#### Object position labeling entries
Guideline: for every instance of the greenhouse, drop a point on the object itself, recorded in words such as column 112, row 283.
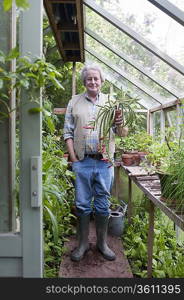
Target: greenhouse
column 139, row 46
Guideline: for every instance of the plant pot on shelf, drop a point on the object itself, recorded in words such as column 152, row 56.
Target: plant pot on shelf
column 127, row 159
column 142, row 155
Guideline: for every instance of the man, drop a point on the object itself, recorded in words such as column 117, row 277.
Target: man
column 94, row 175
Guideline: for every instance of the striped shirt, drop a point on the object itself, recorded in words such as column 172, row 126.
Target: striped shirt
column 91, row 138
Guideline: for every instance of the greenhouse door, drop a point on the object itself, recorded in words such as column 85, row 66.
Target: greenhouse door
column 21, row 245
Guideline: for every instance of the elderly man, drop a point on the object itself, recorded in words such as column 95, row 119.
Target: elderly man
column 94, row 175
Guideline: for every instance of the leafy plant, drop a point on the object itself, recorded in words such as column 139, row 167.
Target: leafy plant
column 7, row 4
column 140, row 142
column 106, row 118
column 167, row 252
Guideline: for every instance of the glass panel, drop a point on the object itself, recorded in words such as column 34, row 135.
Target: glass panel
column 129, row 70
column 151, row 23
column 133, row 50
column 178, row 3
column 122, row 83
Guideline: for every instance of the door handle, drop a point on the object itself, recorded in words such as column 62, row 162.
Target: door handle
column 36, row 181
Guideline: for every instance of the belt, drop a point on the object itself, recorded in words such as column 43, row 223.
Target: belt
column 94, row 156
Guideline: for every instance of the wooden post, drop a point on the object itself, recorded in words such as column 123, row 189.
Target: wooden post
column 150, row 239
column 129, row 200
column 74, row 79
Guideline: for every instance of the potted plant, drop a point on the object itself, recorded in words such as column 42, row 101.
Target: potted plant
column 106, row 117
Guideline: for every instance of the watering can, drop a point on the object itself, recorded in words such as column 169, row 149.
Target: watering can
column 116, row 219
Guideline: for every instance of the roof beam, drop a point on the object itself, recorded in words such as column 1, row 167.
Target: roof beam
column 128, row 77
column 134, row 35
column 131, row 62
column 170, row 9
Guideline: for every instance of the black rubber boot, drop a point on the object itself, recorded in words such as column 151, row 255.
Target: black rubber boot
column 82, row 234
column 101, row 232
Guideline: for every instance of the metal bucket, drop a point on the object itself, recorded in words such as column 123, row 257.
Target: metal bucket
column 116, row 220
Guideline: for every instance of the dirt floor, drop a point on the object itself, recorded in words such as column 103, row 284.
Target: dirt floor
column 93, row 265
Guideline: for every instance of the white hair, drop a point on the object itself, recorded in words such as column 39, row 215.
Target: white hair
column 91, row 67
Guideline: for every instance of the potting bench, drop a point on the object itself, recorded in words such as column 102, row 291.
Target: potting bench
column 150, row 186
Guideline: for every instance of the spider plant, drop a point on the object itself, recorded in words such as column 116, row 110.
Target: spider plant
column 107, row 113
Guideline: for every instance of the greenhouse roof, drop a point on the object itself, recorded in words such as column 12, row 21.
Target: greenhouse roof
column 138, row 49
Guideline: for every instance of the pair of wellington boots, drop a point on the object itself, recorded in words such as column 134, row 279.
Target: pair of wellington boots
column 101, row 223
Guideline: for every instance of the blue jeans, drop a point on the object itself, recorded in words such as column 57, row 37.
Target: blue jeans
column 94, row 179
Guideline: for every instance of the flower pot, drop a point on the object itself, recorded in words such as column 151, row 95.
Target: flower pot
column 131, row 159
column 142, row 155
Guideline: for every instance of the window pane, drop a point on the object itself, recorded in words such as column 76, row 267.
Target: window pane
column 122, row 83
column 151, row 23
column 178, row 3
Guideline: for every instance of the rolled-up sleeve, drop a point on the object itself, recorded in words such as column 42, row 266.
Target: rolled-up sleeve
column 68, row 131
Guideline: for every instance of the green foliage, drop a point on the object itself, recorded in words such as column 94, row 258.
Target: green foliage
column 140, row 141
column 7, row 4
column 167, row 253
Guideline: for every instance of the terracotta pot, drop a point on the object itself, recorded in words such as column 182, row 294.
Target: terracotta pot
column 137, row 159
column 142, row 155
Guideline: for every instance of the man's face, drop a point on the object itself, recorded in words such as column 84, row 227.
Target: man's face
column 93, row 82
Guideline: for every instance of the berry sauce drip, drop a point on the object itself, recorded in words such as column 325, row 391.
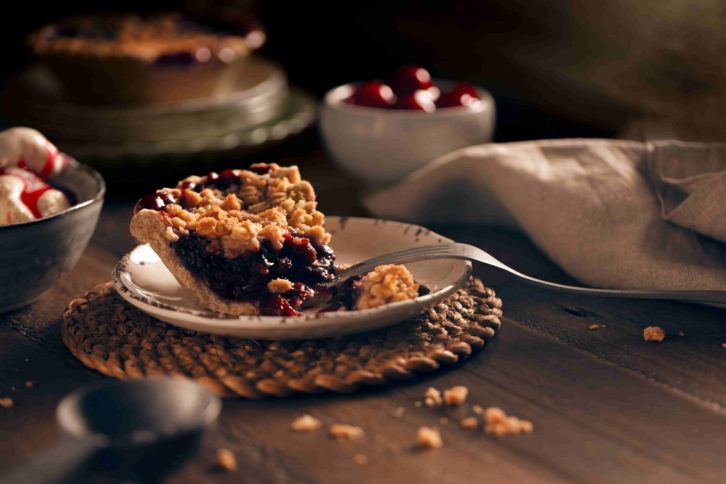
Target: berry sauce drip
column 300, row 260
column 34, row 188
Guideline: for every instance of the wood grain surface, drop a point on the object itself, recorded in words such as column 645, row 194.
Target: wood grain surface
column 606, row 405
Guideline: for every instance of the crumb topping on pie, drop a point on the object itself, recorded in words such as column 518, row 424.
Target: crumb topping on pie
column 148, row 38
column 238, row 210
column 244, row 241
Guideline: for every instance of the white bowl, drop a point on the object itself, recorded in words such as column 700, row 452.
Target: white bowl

...

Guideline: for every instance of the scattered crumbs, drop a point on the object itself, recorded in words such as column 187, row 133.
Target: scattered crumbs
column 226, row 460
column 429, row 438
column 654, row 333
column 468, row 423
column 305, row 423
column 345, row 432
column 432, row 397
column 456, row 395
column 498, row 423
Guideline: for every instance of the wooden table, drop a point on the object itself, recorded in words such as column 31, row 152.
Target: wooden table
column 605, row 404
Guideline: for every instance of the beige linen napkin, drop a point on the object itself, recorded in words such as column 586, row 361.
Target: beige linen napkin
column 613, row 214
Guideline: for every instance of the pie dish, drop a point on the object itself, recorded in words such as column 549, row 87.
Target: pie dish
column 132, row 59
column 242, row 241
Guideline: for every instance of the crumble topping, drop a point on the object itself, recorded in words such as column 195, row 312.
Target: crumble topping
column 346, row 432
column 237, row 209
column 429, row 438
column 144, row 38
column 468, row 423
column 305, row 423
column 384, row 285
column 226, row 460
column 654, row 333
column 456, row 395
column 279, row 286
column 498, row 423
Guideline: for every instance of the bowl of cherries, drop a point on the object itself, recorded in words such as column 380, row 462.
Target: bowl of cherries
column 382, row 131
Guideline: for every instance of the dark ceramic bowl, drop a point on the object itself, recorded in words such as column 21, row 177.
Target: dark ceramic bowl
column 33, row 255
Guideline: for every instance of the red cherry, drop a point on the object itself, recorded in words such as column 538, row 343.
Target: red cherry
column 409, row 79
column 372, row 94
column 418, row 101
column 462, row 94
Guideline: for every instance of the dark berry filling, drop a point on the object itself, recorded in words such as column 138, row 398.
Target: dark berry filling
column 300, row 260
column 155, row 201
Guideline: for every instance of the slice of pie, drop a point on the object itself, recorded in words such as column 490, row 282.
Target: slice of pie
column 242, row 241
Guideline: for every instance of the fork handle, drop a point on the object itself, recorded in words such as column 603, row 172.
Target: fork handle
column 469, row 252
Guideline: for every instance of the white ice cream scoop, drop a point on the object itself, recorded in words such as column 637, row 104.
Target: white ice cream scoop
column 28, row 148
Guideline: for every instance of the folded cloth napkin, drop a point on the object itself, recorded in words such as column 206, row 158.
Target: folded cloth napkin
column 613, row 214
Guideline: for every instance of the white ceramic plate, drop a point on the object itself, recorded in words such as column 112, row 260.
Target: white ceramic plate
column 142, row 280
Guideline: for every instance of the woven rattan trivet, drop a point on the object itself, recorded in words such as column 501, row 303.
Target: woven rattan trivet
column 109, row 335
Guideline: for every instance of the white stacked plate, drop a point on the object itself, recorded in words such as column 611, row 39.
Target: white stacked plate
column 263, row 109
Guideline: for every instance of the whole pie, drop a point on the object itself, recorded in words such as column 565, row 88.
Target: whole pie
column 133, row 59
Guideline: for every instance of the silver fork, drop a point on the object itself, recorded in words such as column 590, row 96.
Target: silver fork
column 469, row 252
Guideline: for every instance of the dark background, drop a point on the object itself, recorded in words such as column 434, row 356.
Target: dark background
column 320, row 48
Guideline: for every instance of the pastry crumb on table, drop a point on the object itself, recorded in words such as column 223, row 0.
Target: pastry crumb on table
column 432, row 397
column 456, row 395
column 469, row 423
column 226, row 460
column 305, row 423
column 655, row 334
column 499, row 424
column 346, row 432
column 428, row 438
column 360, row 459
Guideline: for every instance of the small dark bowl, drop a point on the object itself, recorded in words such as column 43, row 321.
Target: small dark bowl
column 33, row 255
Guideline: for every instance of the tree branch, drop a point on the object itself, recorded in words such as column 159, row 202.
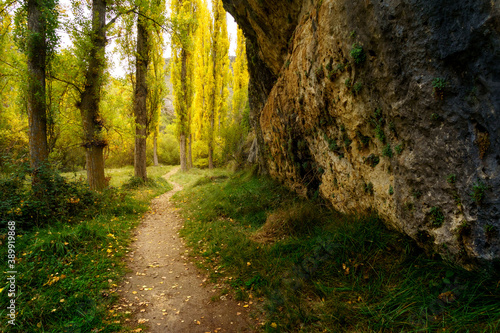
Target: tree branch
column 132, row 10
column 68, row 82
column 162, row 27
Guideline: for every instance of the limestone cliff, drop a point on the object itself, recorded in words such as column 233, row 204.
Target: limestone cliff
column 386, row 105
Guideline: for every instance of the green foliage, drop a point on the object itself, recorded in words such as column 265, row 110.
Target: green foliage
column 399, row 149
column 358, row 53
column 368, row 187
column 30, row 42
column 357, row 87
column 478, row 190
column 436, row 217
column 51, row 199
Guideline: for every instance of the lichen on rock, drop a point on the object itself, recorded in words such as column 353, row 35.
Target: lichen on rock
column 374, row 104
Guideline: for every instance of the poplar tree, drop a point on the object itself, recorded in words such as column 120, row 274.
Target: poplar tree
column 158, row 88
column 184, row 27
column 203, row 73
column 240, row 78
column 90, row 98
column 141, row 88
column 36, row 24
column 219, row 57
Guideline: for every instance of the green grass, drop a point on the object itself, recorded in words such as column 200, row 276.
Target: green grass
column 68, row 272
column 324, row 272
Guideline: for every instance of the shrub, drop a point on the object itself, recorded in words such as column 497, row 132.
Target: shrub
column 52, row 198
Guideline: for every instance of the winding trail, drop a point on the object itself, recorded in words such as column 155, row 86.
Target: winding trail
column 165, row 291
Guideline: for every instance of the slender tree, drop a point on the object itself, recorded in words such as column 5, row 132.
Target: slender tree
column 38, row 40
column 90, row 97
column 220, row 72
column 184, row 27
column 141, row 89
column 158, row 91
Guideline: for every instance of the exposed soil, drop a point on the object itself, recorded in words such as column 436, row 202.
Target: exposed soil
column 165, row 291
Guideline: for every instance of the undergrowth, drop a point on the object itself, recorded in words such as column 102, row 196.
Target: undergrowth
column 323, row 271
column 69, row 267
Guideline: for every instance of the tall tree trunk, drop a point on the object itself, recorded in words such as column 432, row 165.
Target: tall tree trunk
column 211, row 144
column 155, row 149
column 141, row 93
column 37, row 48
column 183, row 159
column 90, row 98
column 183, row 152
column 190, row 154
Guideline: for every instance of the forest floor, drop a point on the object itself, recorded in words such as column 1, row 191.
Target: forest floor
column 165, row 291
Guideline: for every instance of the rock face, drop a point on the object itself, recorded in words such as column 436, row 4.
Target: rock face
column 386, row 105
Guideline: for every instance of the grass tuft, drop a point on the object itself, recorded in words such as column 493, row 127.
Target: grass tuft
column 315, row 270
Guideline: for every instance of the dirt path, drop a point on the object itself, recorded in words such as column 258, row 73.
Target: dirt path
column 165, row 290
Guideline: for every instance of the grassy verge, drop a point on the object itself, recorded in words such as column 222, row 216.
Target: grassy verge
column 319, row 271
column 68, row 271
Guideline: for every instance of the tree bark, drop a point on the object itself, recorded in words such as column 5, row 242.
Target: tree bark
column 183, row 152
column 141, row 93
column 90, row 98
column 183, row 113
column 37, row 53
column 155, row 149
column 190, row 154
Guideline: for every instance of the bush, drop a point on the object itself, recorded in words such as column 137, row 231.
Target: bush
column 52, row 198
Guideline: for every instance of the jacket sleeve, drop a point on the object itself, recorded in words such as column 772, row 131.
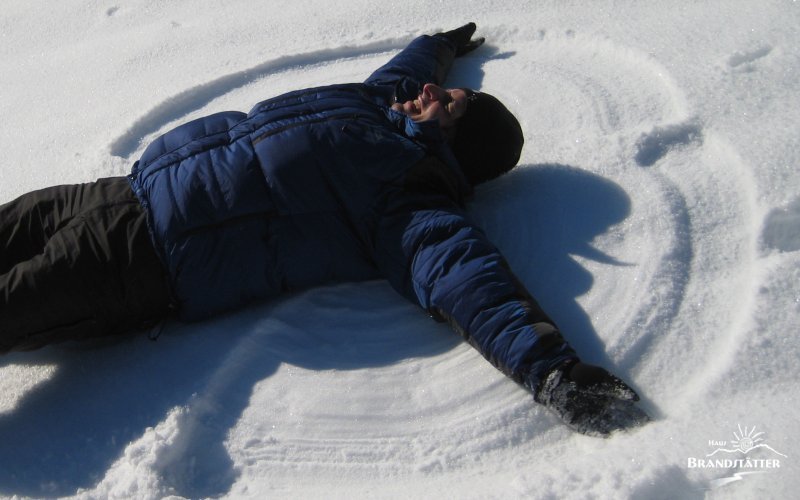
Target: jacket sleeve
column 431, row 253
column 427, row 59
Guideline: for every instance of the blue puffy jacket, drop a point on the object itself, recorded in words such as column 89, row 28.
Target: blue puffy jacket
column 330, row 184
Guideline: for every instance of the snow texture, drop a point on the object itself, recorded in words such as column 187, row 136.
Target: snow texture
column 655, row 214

---

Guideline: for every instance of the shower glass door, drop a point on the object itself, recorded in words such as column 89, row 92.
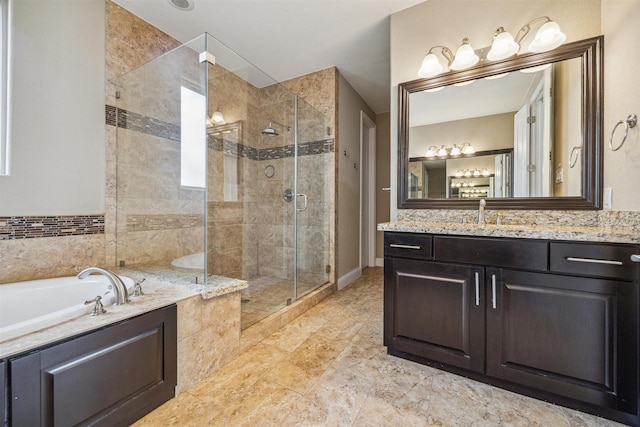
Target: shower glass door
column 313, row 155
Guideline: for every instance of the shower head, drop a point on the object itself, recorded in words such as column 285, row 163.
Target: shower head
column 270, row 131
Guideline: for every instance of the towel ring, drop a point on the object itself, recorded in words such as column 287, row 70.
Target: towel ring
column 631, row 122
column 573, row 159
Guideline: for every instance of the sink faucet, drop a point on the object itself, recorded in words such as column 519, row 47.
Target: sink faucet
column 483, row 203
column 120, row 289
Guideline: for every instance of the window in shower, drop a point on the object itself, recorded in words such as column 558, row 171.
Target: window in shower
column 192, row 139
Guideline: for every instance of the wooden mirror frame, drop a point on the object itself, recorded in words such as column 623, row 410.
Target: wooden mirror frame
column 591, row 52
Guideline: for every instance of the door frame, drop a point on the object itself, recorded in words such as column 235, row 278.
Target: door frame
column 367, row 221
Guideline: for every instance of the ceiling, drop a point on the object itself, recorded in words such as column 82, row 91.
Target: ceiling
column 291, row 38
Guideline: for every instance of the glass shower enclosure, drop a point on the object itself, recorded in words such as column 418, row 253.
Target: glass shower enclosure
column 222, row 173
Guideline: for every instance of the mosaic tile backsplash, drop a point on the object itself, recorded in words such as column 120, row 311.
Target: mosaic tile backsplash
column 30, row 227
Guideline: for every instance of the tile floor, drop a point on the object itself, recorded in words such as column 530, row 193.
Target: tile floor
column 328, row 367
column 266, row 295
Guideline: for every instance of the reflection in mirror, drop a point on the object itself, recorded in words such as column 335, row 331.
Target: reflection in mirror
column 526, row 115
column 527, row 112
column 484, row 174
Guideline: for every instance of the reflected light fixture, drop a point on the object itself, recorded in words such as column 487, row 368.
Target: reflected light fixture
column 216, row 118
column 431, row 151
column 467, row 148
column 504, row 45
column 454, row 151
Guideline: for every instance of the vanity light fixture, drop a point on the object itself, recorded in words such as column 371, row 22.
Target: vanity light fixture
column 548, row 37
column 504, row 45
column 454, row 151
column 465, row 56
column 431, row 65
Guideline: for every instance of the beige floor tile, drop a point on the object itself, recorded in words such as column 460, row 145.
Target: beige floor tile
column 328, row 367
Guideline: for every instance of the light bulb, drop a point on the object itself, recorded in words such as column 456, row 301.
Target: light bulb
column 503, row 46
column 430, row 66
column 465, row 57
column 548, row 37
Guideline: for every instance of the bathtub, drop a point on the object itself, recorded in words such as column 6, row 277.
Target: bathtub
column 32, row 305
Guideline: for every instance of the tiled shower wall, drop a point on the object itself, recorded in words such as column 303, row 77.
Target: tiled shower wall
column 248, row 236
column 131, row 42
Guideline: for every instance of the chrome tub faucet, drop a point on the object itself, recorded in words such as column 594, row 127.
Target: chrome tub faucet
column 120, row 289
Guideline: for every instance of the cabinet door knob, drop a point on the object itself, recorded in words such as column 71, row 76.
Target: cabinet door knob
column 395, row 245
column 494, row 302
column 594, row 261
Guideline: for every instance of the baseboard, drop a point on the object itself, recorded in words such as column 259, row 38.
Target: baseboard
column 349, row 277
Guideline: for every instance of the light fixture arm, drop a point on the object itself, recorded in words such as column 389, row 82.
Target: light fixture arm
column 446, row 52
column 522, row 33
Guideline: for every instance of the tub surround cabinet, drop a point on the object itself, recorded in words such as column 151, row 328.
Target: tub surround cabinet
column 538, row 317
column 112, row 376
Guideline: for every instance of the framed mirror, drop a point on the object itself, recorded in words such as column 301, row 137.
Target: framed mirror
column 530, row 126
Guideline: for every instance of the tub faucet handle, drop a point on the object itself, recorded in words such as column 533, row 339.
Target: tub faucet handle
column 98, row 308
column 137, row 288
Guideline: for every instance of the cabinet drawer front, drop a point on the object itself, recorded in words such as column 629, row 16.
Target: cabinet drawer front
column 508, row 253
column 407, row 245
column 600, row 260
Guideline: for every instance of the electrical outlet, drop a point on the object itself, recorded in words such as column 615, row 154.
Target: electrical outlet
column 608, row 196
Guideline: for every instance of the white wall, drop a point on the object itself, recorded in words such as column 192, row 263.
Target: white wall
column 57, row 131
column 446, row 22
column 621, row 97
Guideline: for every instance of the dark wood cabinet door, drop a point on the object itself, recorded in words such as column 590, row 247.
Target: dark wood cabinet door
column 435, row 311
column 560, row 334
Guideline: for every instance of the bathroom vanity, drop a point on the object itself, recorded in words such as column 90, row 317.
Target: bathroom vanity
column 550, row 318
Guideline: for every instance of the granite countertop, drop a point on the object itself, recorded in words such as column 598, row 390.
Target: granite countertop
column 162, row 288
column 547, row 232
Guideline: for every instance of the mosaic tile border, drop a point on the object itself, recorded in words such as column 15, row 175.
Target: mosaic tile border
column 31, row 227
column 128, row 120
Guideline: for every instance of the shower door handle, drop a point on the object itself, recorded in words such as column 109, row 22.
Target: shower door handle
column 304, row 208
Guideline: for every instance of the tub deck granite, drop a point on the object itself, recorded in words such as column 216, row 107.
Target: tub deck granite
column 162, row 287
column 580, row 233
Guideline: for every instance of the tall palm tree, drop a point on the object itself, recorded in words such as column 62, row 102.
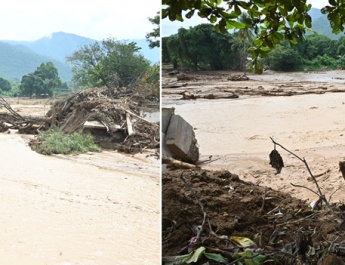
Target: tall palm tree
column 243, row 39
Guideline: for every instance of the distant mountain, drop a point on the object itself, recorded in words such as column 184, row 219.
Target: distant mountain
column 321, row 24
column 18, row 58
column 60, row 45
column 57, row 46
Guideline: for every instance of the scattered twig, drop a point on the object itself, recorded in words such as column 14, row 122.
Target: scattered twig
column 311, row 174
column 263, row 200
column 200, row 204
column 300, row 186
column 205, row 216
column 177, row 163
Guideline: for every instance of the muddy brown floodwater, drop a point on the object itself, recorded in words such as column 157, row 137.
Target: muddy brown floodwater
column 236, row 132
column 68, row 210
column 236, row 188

#### TASK
Locate each line in the entries above that contains the string "verge", and copy every such line in full. Case counts when matching.

#### RESULT
Guideline: for every instance of the grassy verge, drop a point on the object itself, recorded in words such as column 222, row 216.
Target: grassy verge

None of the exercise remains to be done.